| GOAL |
Copy out every line of the listing below verbatim, changing nothing and leaving nothing out.
── RECORD LIST ──
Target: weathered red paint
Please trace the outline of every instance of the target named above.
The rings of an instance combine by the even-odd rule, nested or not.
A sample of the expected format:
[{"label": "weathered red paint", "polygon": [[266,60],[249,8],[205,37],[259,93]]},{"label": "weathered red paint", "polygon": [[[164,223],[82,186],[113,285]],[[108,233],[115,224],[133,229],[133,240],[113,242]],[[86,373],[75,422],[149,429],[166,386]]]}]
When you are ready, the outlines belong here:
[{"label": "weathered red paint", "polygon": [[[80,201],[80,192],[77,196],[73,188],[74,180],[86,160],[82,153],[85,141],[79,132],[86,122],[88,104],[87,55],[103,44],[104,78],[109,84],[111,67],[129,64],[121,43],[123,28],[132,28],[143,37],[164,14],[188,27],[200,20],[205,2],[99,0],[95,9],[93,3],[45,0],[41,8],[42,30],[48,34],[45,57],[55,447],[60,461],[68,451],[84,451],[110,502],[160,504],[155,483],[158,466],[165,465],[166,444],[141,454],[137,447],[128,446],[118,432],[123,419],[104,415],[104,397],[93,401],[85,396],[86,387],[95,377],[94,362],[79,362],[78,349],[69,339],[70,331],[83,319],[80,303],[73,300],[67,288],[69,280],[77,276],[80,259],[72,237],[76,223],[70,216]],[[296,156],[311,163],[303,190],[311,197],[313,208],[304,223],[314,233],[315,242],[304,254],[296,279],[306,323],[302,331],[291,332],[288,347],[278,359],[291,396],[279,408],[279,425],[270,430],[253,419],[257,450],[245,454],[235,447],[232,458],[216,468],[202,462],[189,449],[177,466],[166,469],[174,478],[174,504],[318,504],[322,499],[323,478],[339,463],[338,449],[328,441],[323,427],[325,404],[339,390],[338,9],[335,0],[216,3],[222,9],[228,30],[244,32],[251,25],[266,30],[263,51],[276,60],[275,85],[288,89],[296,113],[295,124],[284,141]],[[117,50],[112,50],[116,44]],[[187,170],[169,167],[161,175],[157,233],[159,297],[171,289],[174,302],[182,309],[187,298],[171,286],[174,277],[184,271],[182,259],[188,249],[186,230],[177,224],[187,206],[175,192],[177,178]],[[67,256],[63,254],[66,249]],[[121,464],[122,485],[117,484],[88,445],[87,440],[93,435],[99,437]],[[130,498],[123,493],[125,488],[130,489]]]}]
───
| OUTPUT |
Target: weathered red paint
Please trace the outline of every instance of the target named above.
The rings of an instance combine by the even-odd rule, nested or not.
A sample of the expected format:
[{"label": "weathered red paint", "polygon": [[266,60],[249,8],[205,37],[259,93]]},{"label": "weathered red paint", "polygon": [[[164,223],[82,186],[113,285]],[[108,233],[115,224],[133,229],[133,240],[113,242]],[[86,373],[75,422],[149,429],[166,386]]]}]
When you are ready, the outlines belong here:
[{"label": "weathered red paint", "polygon": [[[80,201],[80,192],[77,196],[73,188],[74,180],[86,160],[82,153],[85,141],[79,132],[86,122],[88,104],[87,55],[103,44],[104,78],[109,84],[111,67],[129,64],[121,43],[123,28],[132,28],[143,37],[164,14],[188,27],[200,20],[205,2],[99,0],[95,9],[93,3],[45,0],[41,8],[42,30],[48,34],[45,57],[55,447],[60,461],[68,451],[84,451],[110,502],[160,504],[155,483],[158,466],[165,465],[166,444],[141,454],[137,447],[128,446],[118,432],[123,419],[104,415],[104,397],[93,401],[85,396],[86,387],[95,377],[94,362],[79,362],[78,349],[69,339],[70,331],[83,319],[80,303],[73,300],[67,288],[69,280],[77,276],[80,259],[72,237],[76,223],[70,216]],[[296,156],[311,163],[303,190],[311,197],[313,208],[304,223],[314,233],[315,242],[304,254],[296,279],[306,323],[302,331],[291,332],[288,347],[278,359],[291,396],[279,408],[279,425],[270,430],[253,419],[257,450],[245,454],[235,447],[232,458],[216,468],[202,462],[189,449],[177,466],[166,469],[174,478],[174,504],[318,504],[322,499],[323,478],[339,463],[338,449],[328,441],[323,427],[325,404],[339,390],[338,9],[335,0],[216,3],[222,9],[228,30],[244,32],[251,25],[266,30],[263,51],[276,60],[275,85],[288,89],[296,113],[295,124],[284,141]],[[117,50],[112,50],[116,44]],[[187,170],[169,167],[161,175],[157,233],[159,297],[171,289],[174,302],[182,309],[187,298],[171,286],[174,277],[184,271],[182,259],[188,249],[186,230],[177,224],[187,206],[175,192],[177,178]],[[67,256],[63,254],[66,249]],[[121,464],[122,485],[117,484],[88,445],[87,440],[93,435],[99,437]],[[130,498],[123,493],[125,488],[130,489]]]}]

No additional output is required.